* **What is expected**:
The expected output is the data itself, duplicated in full.
*-*-*
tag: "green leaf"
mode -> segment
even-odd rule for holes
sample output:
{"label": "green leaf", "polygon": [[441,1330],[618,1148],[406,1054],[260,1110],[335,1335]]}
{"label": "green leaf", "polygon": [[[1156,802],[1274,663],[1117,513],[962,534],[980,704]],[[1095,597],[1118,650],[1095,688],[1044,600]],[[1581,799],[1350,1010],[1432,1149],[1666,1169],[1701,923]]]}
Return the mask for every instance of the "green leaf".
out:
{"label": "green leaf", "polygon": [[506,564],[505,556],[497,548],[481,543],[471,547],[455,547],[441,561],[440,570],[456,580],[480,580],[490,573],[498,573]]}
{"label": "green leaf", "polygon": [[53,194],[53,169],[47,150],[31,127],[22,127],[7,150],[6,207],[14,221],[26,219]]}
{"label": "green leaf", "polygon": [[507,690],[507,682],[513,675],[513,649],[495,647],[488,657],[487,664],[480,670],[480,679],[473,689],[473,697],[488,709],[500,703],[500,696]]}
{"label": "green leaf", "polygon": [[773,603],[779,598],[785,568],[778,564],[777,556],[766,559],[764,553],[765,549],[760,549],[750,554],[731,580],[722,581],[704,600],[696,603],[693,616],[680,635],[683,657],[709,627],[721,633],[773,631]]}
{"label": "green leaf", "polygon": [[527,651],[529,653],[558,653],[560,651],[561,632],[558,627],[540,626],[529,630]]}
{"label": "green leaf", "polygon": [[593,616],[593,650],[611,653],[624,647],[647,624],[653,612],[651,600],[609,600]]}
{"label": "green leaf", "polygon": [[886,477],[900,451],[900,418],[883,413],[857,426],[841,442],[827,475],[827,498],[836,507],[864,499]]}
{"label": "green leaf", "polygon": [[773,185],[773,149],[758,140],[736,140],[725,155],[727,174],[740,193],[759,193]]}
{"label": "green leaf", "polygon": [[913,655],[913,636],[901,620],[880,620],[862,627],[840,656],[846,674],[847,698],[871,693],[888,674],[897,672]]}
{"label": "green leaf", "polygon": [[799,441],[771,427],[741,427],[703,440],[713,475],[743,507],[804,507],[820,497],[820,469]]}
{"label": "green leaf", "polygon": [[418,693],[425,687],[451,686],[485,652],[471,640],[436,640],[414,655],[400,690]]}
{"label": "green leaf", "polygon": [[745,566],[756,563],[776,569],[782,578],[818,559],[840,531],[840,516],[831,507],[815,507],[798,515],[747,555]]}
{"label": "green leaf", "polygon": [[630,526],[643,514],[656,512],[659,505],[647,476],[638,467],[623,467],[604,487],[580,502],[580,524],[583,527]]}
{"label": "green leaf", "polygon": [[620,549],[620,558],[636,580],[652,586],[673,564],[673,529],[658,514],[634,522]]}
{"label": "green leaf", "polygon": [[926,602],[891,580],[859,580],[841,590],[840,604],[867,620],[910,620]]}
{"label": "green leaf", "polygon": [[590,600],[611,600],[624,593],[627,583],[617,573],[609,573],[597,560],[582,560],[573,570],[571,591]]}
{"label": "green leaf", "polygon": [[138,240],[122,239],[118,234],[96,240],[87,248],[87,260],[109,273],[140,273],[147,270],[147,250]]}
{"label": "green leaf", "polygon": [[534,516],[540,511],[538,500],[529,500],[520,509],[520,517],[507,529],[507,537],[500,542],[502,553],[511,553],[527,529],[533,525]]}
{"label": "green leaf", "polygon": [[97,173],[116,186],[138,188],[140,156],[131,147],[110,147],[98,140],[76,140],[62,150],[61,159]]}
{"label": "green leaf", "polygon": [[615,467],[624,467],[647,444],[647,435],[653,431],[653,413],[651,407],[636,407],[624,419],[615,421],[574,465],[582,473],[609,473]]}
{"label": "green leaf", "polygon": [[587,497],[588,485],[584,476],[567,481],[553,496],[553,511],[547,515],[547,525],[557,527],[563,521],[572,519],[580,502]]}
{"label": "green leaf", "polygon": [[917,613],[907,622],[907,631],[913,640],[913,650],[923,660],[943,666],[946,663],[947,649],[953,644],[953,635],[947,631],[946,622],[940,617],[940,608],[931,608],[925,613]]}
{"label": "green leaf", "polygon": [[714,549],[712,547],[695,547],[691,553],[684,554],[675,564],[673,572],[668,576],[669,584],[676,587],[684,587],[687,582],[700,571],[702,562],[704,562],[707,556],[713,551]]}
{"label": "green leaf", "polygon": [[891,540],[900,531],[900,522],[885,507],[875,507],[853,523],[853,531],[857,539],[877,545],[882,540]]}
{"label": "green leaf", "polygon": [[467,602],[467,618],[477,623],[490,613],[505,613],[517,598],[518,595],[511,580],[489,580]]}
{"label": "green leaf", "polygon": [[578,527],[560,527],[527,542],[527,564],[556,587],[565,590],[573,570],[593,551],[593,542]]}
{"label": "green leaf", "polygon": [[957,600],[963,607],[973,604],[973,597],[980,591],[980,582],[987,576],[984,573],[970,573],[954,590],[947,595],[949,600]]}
*-*-*
* **Answer to this problem**:
tag: "green leaf"
mode -> segment
even-odd rule for holes
sample output:
{"label": "green leaf", "polygon": [[441,1330],[618,1148],[406,1054],[260,1110],[335,1335]]}
{"label": "green leaf", "polygon": [[[1156,802],[1274,663],[1117,513],[962,534],[980,704]],[[1095,597],[1118,650],[1095,688],[1044,600]],[[1581,799],[1350,1010],[1432,1149],[1666,1169],[1701,923]]]}
Return the mask for every instance of the "green leaf".
out:
{"label": "green leaf", "polygon": [[506,564],[505,556],[497,548],[481,543],[471,547],[455,547],[441,561],[440,570],[456,580],[480,580],[490,573],[498,573]]}
{"label": "green leaf", "polygon": [[53,194],[53,169],[47,150],[31,127],[22,127],[7,150],[6,207],[14,221],[26,219]]}
{"label": "green leaf", "polygon": [[507,690],[507,682],[513,675],[513,649],[495,647],[488,657],[487,664],[480,670],[480,679],[473,689],[473,697],[488,709],[500,703],[500,696]]}
{"label": "green leaf", "polygon": [[773,603],[779,598],[785,568],[778,564],[777,556],[766,559],[764,553],[765,549],[760,549],[750,554],[731,580],[722,581],[704,600],[696,603],[693,616],[680,635],[683,657],[709,627],[721,633],[773,631]]}
{"label": "green leaf", "polygon": [[527,651],[529,653],[558,653],[560,651],[561,632],[558,627],[540,626],[529,630]]}
{"label": "green leaf", "polygon": [[593,616],[593,650],[611,653],[624,647],[647,624],[653,612],[651,600],[609,600]]}
{"label": "green leaf", "polygon": [[886,477],[900,451],[900,418],[883,413],[857,426],[841,442],[827,475],[827,498],[836,507],[864,499]]}
{"label": "green leaf", "polygon": [[773,185],[773,149],[758,140],[736,140],[725,155],[727,174],[740,193],[759,193]]}
{"label": "green leaf", "polygon": [[913,655],[913,636],[901,620],[880,620],[862,627],[840,656],[846,674],[847,698],[871,693],[888,674],[897,672]]}
{"label": "green leaf", "polygon": [[799,441],[771,427],[741,427],[703,440],[713,475],[743,507],[804,507],[820,497],[820,469]]}
{"label": "green leaf", "polygon": [[418,693],[425,687],[451,686],[485,652],[471,640],[436,640],[414,655],[400,690]]}
{"label": "green leaf", "polygon": [[745,566],[756,563],[776,569],[782,578],[818,559],[840,531],[840,516],[831,507],[815,507],[798,515],[747,555]]}
{"label": "green leaf", "polygon": [[630,526],[643,514],[656,512],[659,505],[647,476],[638,467],[623,467],[604,487],[580,502],[580,524],[583,527]]}
{"label": "green leaf", "polygon": [[620,549],[620,558],[636,580],[652,586],[673,564],[673,529],[658,514],[634,522]]}
{"label": "green leaf", "polygon": [[926,602],[891,580],[859,580],[841,590],[840,604],[867,620],[910,620]]}
{"label": "green leaf", "polygon": [[590,600],[611,600],[624,593],[627,583],[617,573],[609,573],[597,560],[582,560],[573,570],[571,591]]}
{"label": "green leaf", "polygon": [[138,240],[122,239],[118,234],[96,240],[87,248],[87,260],[109,273],[140,273],[147,270],[147,250]]}
{"label": "green leaf", "polygon": [[534,516],[540,511],[538,500],[529,500],[520,509],[520,517],[507,529],[507,537],[500,542],[502,553],[511,553],[527,529],[533,525]]}
{"label": "green leaf", "polygon": [[97,173],[116,186],[138,188],[140,156],[131,147],[110,147],[98,140],[76,140],[62,150],[61,159]]}
{"label": "green leaf", "polygon": [[615,467],[624,467],[647,444],[647,435],[653,431],[653,413],[651,407],[636,407],[624,419],[615,421],[574,465],[582,473],[609,473]]}
{"label": "green leaf", "polygon": [[587,497],[588,485],[584,476],[567,481],[553,496],[553,511],[547,515],[547,525],[557,527],[563,521],[572,519],[580,502]]}
{"label": "green leaf", "polygon": [[917,613],[907,622],[907,631],[913,640],[913,650],[923,660],[943,666],[946,663],[947,649],[953,644],[953,635],[947,631],[946,622],[940,617],[940,608],[931,608],[925,613]]}
{"label": "green leaf", "polygon": [[714,549],[712,547],[695,547],[691,553],[684,554],[675,564],[673,572],[668,576],[669,584],[676,587],[684,587],[687,582],[700,571],[702,562],[704,562],[707,556],[713,551]]}
{"label": "green leaf", "polygon": [[891,540],[900,531],[900,522],[885,507],[875,507],[853,523],[853,531],[857,539],[877,545],[882,540]]}
{"label": "green leaf", "polygon": [[467,602],[467,618],[477,623],[490,613],[505,613],[517,598],[518,595],[511,580],[489,580]]}
{"label": "green leaf", "polygon": [[578,527],[560,527],[527,542],[527,564],[556,587],[565,590],[573,570],[593,551],[593,542]]}
{"label": "green leaf", "polygon": [[957,600],[963,607],[973,604],[973,597],[980,591],[980,582],[987,576],[984,573],[970,573],[954,590],[947,595],[949,600]]}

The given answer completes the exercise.